**Written task**. Please transcribe the data below exactly. Leave the pictures out.

— start Records shown —

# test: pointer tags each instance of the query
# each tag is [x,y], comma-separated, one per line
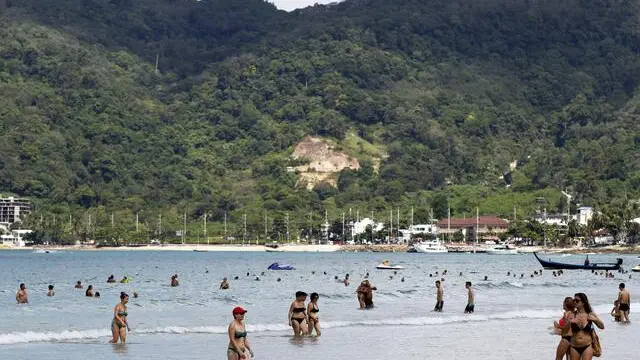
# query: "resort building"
[482,227]
[415,230]
[15,238]
[13,210]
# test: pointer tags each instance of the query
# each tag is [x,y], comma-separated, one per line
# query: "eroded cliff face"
[324,162]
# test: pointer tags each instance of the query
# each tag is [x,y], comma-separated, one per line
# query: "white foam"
[439,319]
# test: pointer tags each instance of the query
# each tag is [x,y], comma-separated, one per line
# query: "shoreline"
[613,249]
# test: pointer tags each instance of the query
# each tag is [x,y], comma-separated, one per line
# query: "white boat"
[386,265]
[433,246]
[505,249]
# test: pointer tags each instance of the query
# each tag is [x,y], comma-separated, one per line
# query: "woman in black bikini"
[582,328]
[238,344]
[312,310]
[565,342]
[298,314]
[119,324]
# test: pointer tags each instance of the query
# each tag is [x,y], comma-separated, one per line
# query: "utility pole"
[477,225]
[390,226]
[287,218]
[184,229]
[205,227]
[311,227]
[343,226]
[449,222]
[412,218]
[326,222]
[244,232]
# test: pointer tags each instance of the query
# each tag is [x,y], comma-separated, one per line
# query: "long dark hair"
[585,302]
[568,304]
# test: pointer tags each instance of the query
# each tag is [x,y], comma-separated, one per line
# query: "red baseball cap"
[238,310]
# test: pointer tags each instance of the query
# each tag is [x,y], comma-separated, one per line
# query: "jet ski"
[277,266]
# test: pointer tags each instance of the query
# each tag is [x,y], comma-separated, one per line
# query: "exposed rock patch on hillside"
[324,162]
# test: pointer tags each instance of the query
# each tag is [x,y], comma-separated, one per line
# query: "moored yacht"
[433,246]
[503,249]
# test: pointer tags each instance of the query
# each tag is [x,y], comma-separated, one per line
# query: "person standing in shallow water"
[312,312]
[439,297]
[21,296]
[470,299]
[224,285]
[582,328]
[564,346]
[365,294]
[238,343]
[119,324]
[298,314]
[624,303]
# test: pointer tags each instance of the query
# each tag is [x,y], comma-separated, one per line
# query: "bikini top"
[575,327]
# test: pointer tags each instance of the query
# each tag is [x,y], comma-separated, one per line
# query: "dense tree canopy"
[448,94]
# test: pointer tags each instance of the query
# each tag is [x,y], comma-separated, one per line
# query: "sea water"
[512,319]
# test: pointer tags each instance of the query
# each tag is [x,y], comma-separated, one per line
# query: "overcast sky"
[296,4]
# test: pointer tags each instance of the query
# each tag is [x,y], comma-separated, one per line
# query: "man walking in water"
[21,296]
[440,296]
[470,299]
[624,297]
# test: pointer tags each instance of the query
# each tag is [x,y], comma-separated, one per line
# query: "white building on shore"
[15,238]
[414,230]
[13,210]
[360,227]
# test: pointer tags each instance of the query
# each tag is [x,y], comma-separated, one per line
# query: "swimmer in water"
[298,314]
[565,333]
[21,296]
[470,299]
[624,297]
[582,328]
[119,324]
[224,285]
[312,311]
[238,344]
[365,294]
[439,297]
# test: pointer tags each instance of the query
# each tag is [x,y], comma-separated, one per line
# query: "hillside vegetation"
[434,98]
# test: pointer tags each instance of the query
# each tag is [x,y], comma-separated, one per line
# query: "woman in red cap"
[238,344]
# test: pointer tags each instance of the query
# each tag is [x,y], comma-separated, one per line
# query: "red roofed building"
[488,227]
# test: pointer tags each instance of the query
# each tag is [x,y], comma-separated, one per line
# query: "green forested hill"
[452,91]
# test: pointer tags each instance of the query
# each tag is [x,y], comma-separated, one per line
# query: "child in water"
[615,312]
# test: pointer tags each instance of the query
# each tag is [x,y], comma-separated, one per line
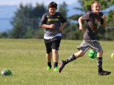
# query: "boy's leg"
[49,53]
[55,47]
[62,63]
[82,49]
[55,57]
[95,45]
[48,58]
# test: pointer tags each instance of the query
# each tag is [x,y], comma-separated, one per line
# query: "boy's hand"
[60,29]
[103,17]
[81,28]
[52,26]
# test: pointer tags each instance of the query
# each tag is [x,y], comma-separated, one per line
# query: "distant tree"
[26,19]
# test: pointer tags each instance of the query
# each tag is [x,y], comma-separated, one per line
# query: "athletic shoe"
[55,69]
[104,73]
[48,68]
[62,65]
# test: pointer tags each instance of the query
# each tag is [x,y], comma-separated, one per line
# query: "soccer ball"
[112,55]
[92,54]
[6,72]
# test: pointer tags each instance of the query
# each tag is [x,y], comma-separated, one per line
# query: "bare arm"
[62,26]
[51,26]
[80,24]
[104,21]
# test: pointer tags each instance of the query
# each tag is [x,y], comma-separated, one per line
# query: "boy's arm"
[62,26]
[104,21]
[80,24]
[51,26]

— end Records shown —

**Solution to the exercise**.
# test: pointer tags each instance of the query
# each tag is [x,y], comma-separated, one per line
# query: "resort building"
[482,227]
[415,230]
[15,238]
[13,210]
# test: pointer tags each instance of the query
# each tag is [x,y], comma-separated, one per line
# query: "eroded cliff face"
[324,162]
# test: pointer tags each instance of the query
# each tag is [x,y], comma-separated, one per line
# query: "white foam"
[439,319]
# test: pointer tags each instance of the query
# each tag is [x,y], comma-separated, one per line
# query: "shoreline"
[613,249]
# test: pointer tags each instance of the query
# each tag is [x,y], comma-separated, one per line
# query: "white boat"
[386,265]
[433,246]
[505,249]
# test: pointer tags each instance of the query
# each tag is [x,y], comma-separated, one per line
# query: "woman in black bikini"
[582,328]
[238,344]
[312,310]
[565,342]
[298,314]
[119,324]
# test: pointer tags each instance of the query
# each tag is [x,y], comma-separated, one per line
# query: "utility pole"
[477,225]
[390,226]
[287,218]
[184,229]
[205,227]
[311,227]
[343,226]
[449,222]
[412,218]
[326,222]
[244,232]
# test: pointer tags each instance of the query
# each tag is [x,y], comma-separated, one per line
# query: "long dark hair"
[585,302]
[568,304]
# test: pointer tags each instance of the query
# each tag is [x,y], comma-separated, one per line
# query: "red baseball cap"
[238,310]
# test: pointer tags each instance of the query
# each tag is [x,y], comma-separated, one per line
# query: "jet ski"
[277,266]
# test: pointer tags each instance of the query
# each tag is [x,y], comma-separated, one per line
# query: "exposed rock patch on hillside"
[324,162]
# test: pointer tags each instance of the query
# each tag is [x,y], comma-separated, one per line
# query: "moored yacht"
[433,246]
[503,249]
# test: pointer tags each instance of the query
# each tag is [x,y], comma-separated, one per line
# query: "person standing in shallow water"
[312,312]
[439,297]
[21,296]
[470,299]
[224,285]
[582,328]
[564,346]
[365,294]
[238,343]
[119,324]
[298,314]
[624,303]
# test: pointer tags each instance of the query
# each tag is [x,y], comma-separated, one per line
# query: "bikini top"
[575,327]
# test: pointer tags each instance of the query
# each tag is [x,y], comma-separated, one per line
# query: "dense tree canopy"
[448,94]
# test: pointer tags each instance of the query
# each tag is [x,y], comma-separated, one per line
# query: "sea water"
[512,319]
# test: pointer tags each instance of the query
# each tag is [x,y], comma-separated, one per line
# query: "overcast sky"
[296,4]
# test: pointer tags each instance of the query
# each tag is [x,y], comma-separated, one per line
# query: "man walking in water"
[21,296]
[440,296]
[470,299]
[624,297]
# test: pointer tags each instance of the query
# each tag is [x,y], comma-separated, one per line
# query: "white building on shore"
[15,238]
[414,230]
[13,210]
[360,227]
# test: pointer tags each instance of the query
# each tag is [x,y], comma-separated, one per line
# query: "swimmer in water"
[298,314]
[565,333]
[21,296]
[470,299]
[624,297]
[582,328]
[119,324]
[224,285]
[312,311]
[238,344]
[365,294]
[439,297]
# test: pointer tags each instance of the query
# each tag is [x,y], comma-separated, one per line
# query: "hillside vegetation"
[434,98]
# test: pointer tags each instance of the query
# each tag is [x,y], comma-separated, one per line
# query: "woman in red cap"
[238,344]
# test: pointer tags each instance of the query
# each tag is [x,y], comma-separated, one per line
# query: "red roofed building"
[488,227]
# test: pointer tags each instance of the query
# each tag is [x,y], comma-separated, one per line
# query: "green forested hill"
[452,91]
# test: pointer tags each instance of the query
# each tag is [x,y], comma-separated, one per line
# query: "child in water"
[615,312]
# test: pointer tags each instance of the query
# each tag is [x,y], comma-separated, one per line
# query: "boy's leg"
[49,53]
[55,47]
[62,63]
[82,49]
[55,57]
[95,45]
[48,58]
# test: pointer tags each instance of the query
# each tag is [x,y], comma-separated, one per line
# query: "boy's hand"
[60,29]
[103,17]
[81,28]
[52,26]
# test: pointer tags each instance of the query
# each tag is [x,y], comma-separated, one per line
# query: "distant tree"
[26,19]
# test: pointer tags each instance of the query
# each tag is [x,y], comma-separated, one per line
# query: "athletic shoe"
[55,69]
[104,73]
[48,68]
[62,65]
# test: pointer tags each instance of the query
# each tag is [x,y], comma-separated, one per line
# query: "soccer ball"
[112,55]
[92,54]
[6,72]
# test: pointer tags each instance of the query
# each tag is [x,y], comma-separated, one per line
# query: "bare arm"
[62,26]
[51,26]
[80,24]
[104,21]
# test: pointer tags each instance of the query
# each tag is [x,y], comma-separated, one per line
# query: "boy's arm"
[62,26]
[104,21]
[80,24]
[51,26]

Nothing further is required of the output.